# Document extract
------------------------------------

System Design: Social Media Analytics Platform

Requirements

Functional Requirements:

Track engagement metrics (likes, comments, shares, reach, impressions) across multiple social platforms
Provide real-time dashboards with customizable date ranges and filters
Generate audience demographic insights (age, gender, location, interests)
Support scheduled report generation and export (PDF, CSV)
Competitive benchmarking: compare metrics against competitor accounts
Sentiment analysis on comments and mentions

Non-Functional Requirements:

Ingest 10 billion events per day from platform APIs and webhooks
Dashboard queries must return within 3 seconds for any date range
Support 100K concurrent dashboard users
Data freshness: real-time metrics updated within 60 seconds; historical reports within 1 hour
99.9% availability for dashboard reads

Scale Estimation

10 billion events/day equals approximately 115K events/sec ingested. Each event averages 500 bytes of structured data (platform, account_id, post_id, metric_type, value, timestamp), totaling 5TB raw data per day. After aggregation into hourly and daily rollups, the compressed data is approximately 500GB/day. With 2 years of retention, total storage is roughly 365TB compressed. Dashboard queries scan pre-aggregated data — a typical dashboard loads 30 metrics across 30 days = 900 rollup rows, well within sub-second query time on a columnar store. The sentiment analysis pipeline processes approximately 2 billion text items/day (comments + mentions), requiring roughly 40 GPU inference nodes running a DistilBERT classifier.

High-Level Architecture

The analytics platform follows a Lambda architecture with a speed layer for real-time metrics and a batch layer for historical aggregation. The ingestion layer consists of platform-specific Connector Services that poll social media APIs (Facebook Graph API, Twitter API v2, Instagram Basic Display API, TikTok Research API) on configurable intervals (every 60 seconds for real-time accounts, every 15 minutes for standard). Each connector normalizes the platform-specific response into a unified event schema and publishes to a Kafka cluster partitioned by account_id.

The speed layer: a Flink streaming job consumes from Kafka, computes real-time counters (running totals of likes, comments, shares per post and per account per hour), and writes to a Redis cluster. The batch layer: an hourly Spark job reads from the Kafka-backed data lake (S3 in Parquet format), computes aggregated rollups (hourly, daily, weekly, monthly) grouped by account, post, platform, and metric type, and writes to ClickHouse — a columnar analytical database optimized for fast aggregation queries. The serving layer: a Dashboard API reads from Redis for real-time data (last 24 hours) and ClickHouse for historical data, merging results seamlessly.

Core Components

Multi-Platform Ingestion Service

Each social platform has a dedicated Connector Service handling API authentication (OAuth 2.0 token refresh), rate limit management (respecting per-endpoint rate limits with token bucket algorithms), pagination (cursor-based for large result sets), and error handling (exponential backoff with jitter for transient failures). The connectors run as Kubernetes deployments with horizontal scaling per platform. A Connector Manager Service orchestrates which accounts to poll and at what frequency, backed by a PostgreSQL configuration database. Webhook receivers (for platforms supporting push like Facebook) bypass polling entirely and ingest events directly.

------------------------------------

# Information provided
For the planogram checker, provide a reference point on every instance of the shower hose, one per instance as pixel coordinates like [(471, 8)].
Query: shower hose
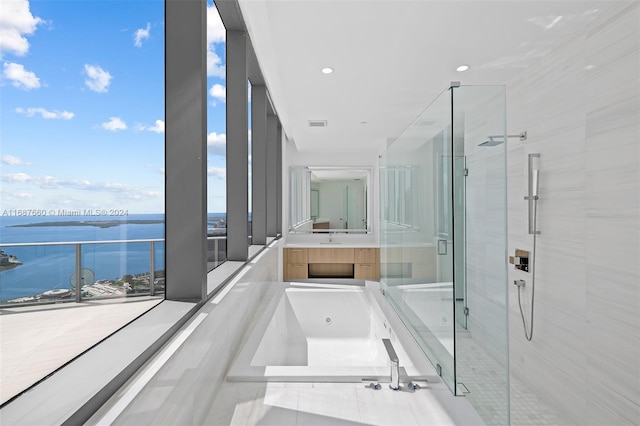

------------------------------------

# Aim 1
In the social media analytics design, what algorithm do the Connector Services use to respect per-endpoint rate limits?
# Aim 2
Render this sentence from the social media analytics design in Spanish: "The connectors run as Kubernetes deployments with horizontal scaling per platform."
# Aim 3
Extend the social media analytics design from its last sentence, in the same technical style.

# Task result 1
Token bucket algorithms.

# Task result 2
Los conectores se ejecutan como despliegues de Kubernetes con escalado horizontal por plataforma.

# Task result 3
Real-Time Aggregation Pipeline

The Flink streaming job maintains windowed counters using RocksDB state. For each event, it updates multiple materialized views: per-post metrics (total likes/comments/shares), per-account hourly metrics (engagement rate, reach, impressions), and cross-account trending metrics. The job uses event-time processing with watermarks (allowing 5 minutes of late data) to handle out-of-order events from different platform APIs. Results are written to Redis hashes keyed by metrics:{account_id}:{date}:{hour} with fields for each metric type. A separate Flink job runs the sentiment analysis pipeline: text events are batched (batch size 64) and sent to a Triton Inference Server hosting a DistilBERT model, with results aggregated into sentiment scores per post and per account.

Dashboard Query Engine

The Dashboard API implements a query planner that routes requests to the optimal data source based on the requested time range. Last 24 hours: query Redis for real-time counters. Last 7-90 days: query ClickHouse pre-aggregated daily rollups. Beyond 90 days: query ClickHouse monthly rollups. The query planner merges results from multiple sources transparently. For complex queries (e.g., engagement rate trend with audience demographics overlay), the API constructs a ClickHouse SQL query with JOINs across the metrics and demographics tables. Results are cached in a Memcached layer with a 60-second TTL for identical query parameters.

Database Design

ClickHouse is the primary analytical store with a MergeTree engine. The core table engagement_metrics has columns: account_id (UInt64), platform (Enum8), post_id (String), metric_type (Enum8), value (Float64), timestamp (DateTime), and is partitioned by toYYYYMM(timestamp) with an ORDER BY (account_id, platform, metric_type, timestamp) for efficient range scans. A separate audience_demographics table stores daily snapshots of follower demographics per account. A posts table stores post metadata (content text, media type, publish time) for correlation analysis. ClickHouse's columnar compression achieves 10:1 compression on this data.

Redis stores real-time counters using hashes with hourly granularity. A TTL of 48 hours on Redis keys ensures automatic cleanup after the batch layer has processed the data. PostgreSQL stores user accounts, dashboard configurations, scheduled reports, and platform API credentials (encrypted with AES-256). A separate Elasticsearch cluster indexes post content and comments for full-text search and sentiment filtering.

API Design

GET /api/v1/metrics?account_id={id}&metrics=likes,comments,reach&start={date}&end={date}&granularity=day — Fetch aggregated metrics for an account over a date range
GET /api/v1/posts/{post_id}/metrics?metrics=likes,comments,shares,impressions — Fetch metrics for a specific post
GET /api/v1/audience?account_id={id}&dimensions=age,gender,location — Fetch audience demographic breakdown
POST /api/v1/reports/schedule — Schedule a recurring report; body contains account_ids, metrics, frequency, format (PDF/CSV), recipients

Scaling & Bottlenecks

The ingestion layer is bottlenecked by social platform API rate limits, not by the system's own throughput. Facebook's Graph API allows 200 calls/hour per user token; at 100K tracked accounts, the connector needs 100K tokens refreshed and rotating across 500+ IP addresses to avoid throttling. A Token Pool Service manages OAuth token lifecycle and distributes API calls across tokens. For platforms with webhook support, the system can handle 500K events/sec through the webhook receiver fleet without rate limit concerns.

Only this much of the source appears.